§ **本文**:
オラクルDBの崩壊か?No SQL DBの台頭!
今月はクラウド関連カンファレンスのオンパレード。昨晩からニューヨーク入りして「Cloud Computing Expo in NY」に参加しています。 来週からはInterop Las Vegasと併催される「Enterprise Cloud Summit」に参加予定ですので、タイムリーな情報をご提供していこうと思います。
それでは、第1弾として先週シリコンバレーで開催された「Under the Radar Conference」の様子をお伝えしよう。
同カンファレンスは、スタートアップ企業が資金調達を目的にビジネスプランをアピールし、投資家や大手ユーザー顧客、視聴者が投票してジャッジするという思考を凝らしたものとなっている。1社あたり6分のライトニングトークで、自社のテクノロジー、ビジネス・モデル、プランを的確に伝え、ジャッジの心を動かすプレゼンテーション・スキルも要求される。
出場したスタートアップ企業の54%が、増資を受けたり、買収されたりと、きっちりイグジットしていて、スタートアップ企業の登竜門といっても過言ではない。過去の出場者には、LinkedIn, Flickr, AdMob, 3Teraなどが名を連ねている。
今回は、仮想化、データー2.0、通信、コンプライアンス、分析、アプリケーション開発&管理、インフラストラクチャー のカテゴリーに分かれて、33社のスタートアップ企業が登壇した。 昨年のカンファレンスでは、話題となったMcKinseyレポート「クラウドコンピューティングの真実(Clearing the Air on Cloud Computing)」が出された直後ということもあり、「大企業のパブリック・クラウド適用は向いていないのか?」「クラウドは業界の一方的な過剰な売り込みなのか?」などと、クラウド適用そのものの是否を問う議論が数多くなされていた。
誰もが信じているクラウドの潮流、時代の流れは止められない
しかしながら、今年はそのような議論は全くない。クラウドという言葉自体もあまり強調されていないながらも、スタートアップ企業の製品はクラウド要素である仮想化や分散システムが利用され、ビジネス・モデルもクラウドをベースのものが圧倒的に多い。つまり、クラウド適用は有用であるということが、既に浸透している感が強く、ガートナーのハイプサイクルで例えれば、過度な期待の「ピーク期」から「幻滅期」を一気に超えて「啓蒙活動期」に入ったとも言えなくもない。

§ **作業内容**:
• a. 本文に基づき、次の問いに答えよ。
(i) ライトニングトークの持ち時間は1社あたり何分か。
(ii) 出場したスタートアップ企業のうち、きっちりイグジットしたのは何%か。
(iii) 今回登壇したスタートアップ企業は何社か。
• b. 本文のうち、「今月はクラウド関連カンファレンスのオンパレード。昨晩からニューヨーク入りして「Cloud Computing Expo」で始まり「Flickr, AdMob, 3Teraなどが名を連ねている。」で終わる部分を一字一句そのまま書き写してください。
エントリーは使わなくてよい。

§ **提供エントリー**:
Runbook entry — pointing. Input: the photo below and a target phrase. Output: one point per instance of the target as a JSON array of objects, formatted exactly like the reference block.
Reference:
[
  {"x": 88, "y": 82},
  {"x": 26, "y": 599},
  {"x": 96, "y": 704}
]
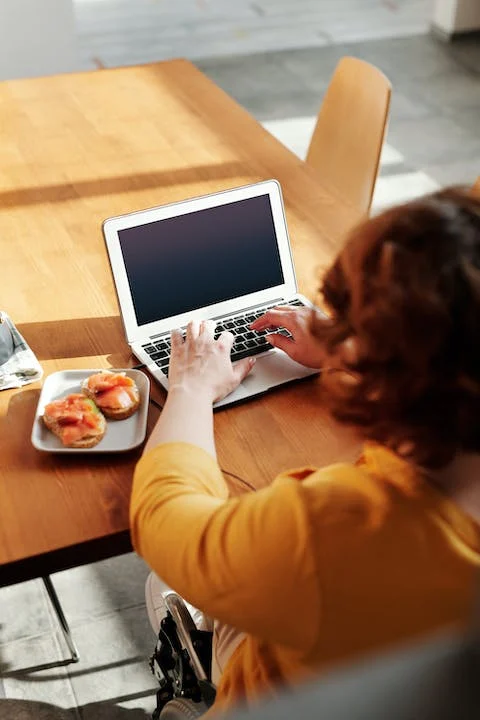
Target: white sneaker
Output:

---

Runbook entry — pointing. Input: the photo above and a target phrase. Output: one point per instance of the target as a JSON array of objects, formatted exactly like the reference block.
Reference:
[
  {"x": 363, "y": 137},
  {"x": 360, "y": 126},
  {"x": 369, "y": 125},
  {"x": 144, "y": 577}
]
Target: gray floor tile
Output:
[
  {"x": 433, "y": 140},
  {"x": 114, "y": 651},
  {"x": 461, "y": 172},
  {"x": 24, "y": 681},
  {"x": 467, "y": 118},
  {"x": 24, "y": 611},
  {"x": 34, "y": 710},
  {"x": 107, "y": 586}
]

§ **解答**:
• a.
(i) 6分
(ii) 54%
(iii) 33社

• b.
今月はクラウド関連カンファレンスのオンパレード。昨晩からニューヨーク入りして「Cloud Computing Expo in NY」に参加しています。 来週からはInterop Las Vegasと併催される「Enterprise Cloud Summit」に参加予定ですので、タイムリーな情報をご提供していこうと思います。
それでは、第1弾として先週シリコンバレーで開催された「Under the Radar Conference」の様子をお伝えしよう。
同カンファレンスは、スタートアップ企業が資金調達を目的にビジネスプランをアピールし、投資家や大手ユーザー顧客、視聴者が投票してジャッジするという思考を凝らしたものとなっている。1社あたり6分のライトニングトークで、自社のテクノロジー、ビジネス・モデル、プランを的確に伝え、ジャッジの心を動かすプレゼンテーション・スキルも要求される。
出場したスタートアップ企業の54%が、増資を受けたり、買収されたりと、きっちりイグジットしていて、スタートアップ企業の登竜門といっても過言ではない。過去の出場者には、LinkedIn, Flickr, AdMob, 3Teraなどが名を連ねている。